··· DOCUMENT EXTRACT

Databases generated by formatrpsdb are binary compatible with databases generated by copymat/makemat/formatdb, although the database files generally will not be byte-for-byte identical. The database is also endian-specific due to database indexing.

1.1. Other relevant documents

This document is a rewrite of a few existing documents on rpsblast database tools with a focus on the practical usage. Other documents on relevant BLAST tools are at:

www.ncbi.nlm.nih.gov/staff/tao/URLAPI/rpsblast.htmlfor rpsblast usage
www.ncbi.nlm.nih.gov/staff/tao/URLAPI/blastpgp.htmlfor blastpgp usage
ftp.ncbi.nlm.nih.gov/blast/documents/rpsblast.htmltechnical information on rpsblast
ftp.ncbi.nlm.nih.gov/blast/documents/formatdb.htmltechnical information on formatdb
ftp.ncbi.nlm.nih.gov/blast/documents/blastpgp.htmltechnical information on blastpgp
www.ncbi.nlm.nih.gov/data_specs/asn/scoremat.asnASN.1 specification for PssmWithParameters

1.2. Prerequesites for using formatrpsdb

This section assumes some familiarity with the aforementioned documents.

An rpsblast database consists of two groups of files. The first group is a standard protein database, and the second group of files contains precomputations used to speed up rpsblast searches of the standard protein database. Previously, formatdb would build the first group of files, and makemat/copymat would be used to build the second group (the 'RPS data files').

As mentioned before, formatrpsdb performs all of these steps in a single pass. However, the collection of sequences passed to formatrpsdb must already be consistent in several important ways:

  • All sequences must use the same protein alphabet, current a 28-letter alphabet.
  • Scores in all PSSMs must be scaled by the same factor.

······

> [ACTION ITEM A]: Using the formatrpsdb document above, state whether each statement agrees with it. Answer yes or no for each, and quote the deciding words. (i) Databases built by formatrpsdb are byte-for-byte identical to those built by formatdb. (ii) An rpsblast database consists of two groups of files. (iii) Formerly, formatdb was used to build the RPS data files.
> [ACTION ITEM B]: Translate this sentence from the formatrpsdb document into Spanish: "The first group is a standard protein database, and the second group of files contains precomputations used to speed up rpsblast searches of the standard protein database."

··· GIVEN ENTRIES

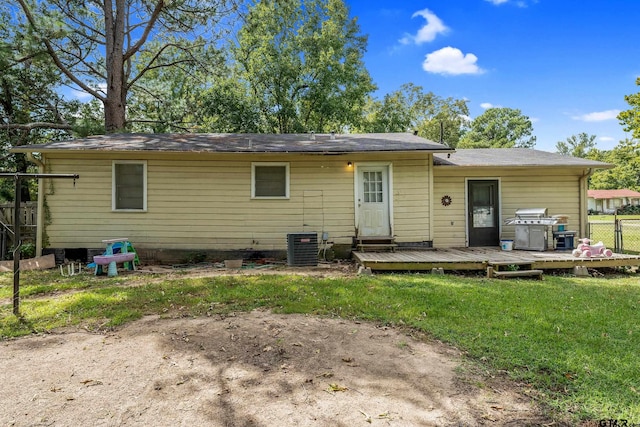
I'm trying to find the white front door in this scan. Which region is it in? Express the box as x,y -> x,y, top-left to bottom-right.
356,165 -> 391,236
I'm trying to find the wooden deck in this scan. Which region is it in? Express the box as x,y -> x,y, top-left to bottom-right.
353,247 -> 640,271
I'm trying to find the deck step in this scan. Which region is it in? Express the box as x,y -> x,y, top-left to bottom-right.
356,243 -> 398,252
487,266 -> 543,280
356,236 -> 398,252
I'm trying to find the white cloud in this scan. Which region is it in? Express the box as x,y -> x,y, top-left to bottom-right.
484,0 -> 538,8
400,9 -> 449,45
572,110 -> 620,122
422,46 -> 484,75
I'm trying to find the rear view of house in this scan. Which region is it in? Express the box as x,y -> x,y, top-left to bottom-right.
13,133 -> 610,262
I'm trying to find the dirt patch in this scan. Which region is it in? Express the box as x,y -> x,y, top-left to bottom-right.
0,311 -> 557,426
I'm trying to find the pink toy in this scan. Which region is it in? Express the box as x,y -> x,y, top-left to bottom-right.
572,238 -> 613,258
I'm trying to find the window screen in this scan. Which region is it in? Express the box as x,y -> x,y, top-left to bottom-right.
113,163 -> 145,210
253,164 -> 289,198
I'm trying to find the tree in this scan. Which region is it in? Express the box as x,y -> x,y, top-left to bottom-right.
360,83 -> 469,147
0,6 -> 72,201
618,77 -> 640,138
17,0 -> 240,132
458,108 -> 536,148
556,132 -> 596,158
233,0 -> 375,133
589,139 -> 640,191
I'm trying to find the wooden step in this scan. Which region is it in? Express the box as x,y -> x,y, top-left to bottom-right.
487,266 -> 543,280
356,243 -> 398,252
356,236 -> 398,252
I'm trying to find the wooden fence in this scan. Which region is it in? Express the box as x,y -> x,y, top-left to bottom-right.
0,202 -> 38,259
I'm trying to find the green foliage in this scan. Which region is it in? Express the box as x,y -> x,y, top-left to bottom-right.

······

> [YOUR SOLUTION A]:
(i) No: "although the database files generally will not be byte-for-byte identical"
(ii) Yes: "An rpsblast database consists of two groups of files."
(iii) No: "makemat/copymat would be used to build the second group (the 'RPS data files')"

> [YOUR SOLUTION B]: El primer grupo es una base de datos de proteínas estándar, y el segundo grupo de archivos contiene cálculos previos utilizados para acelerar las búsquedas de rpsblast en la base de datos de proteínas estándar.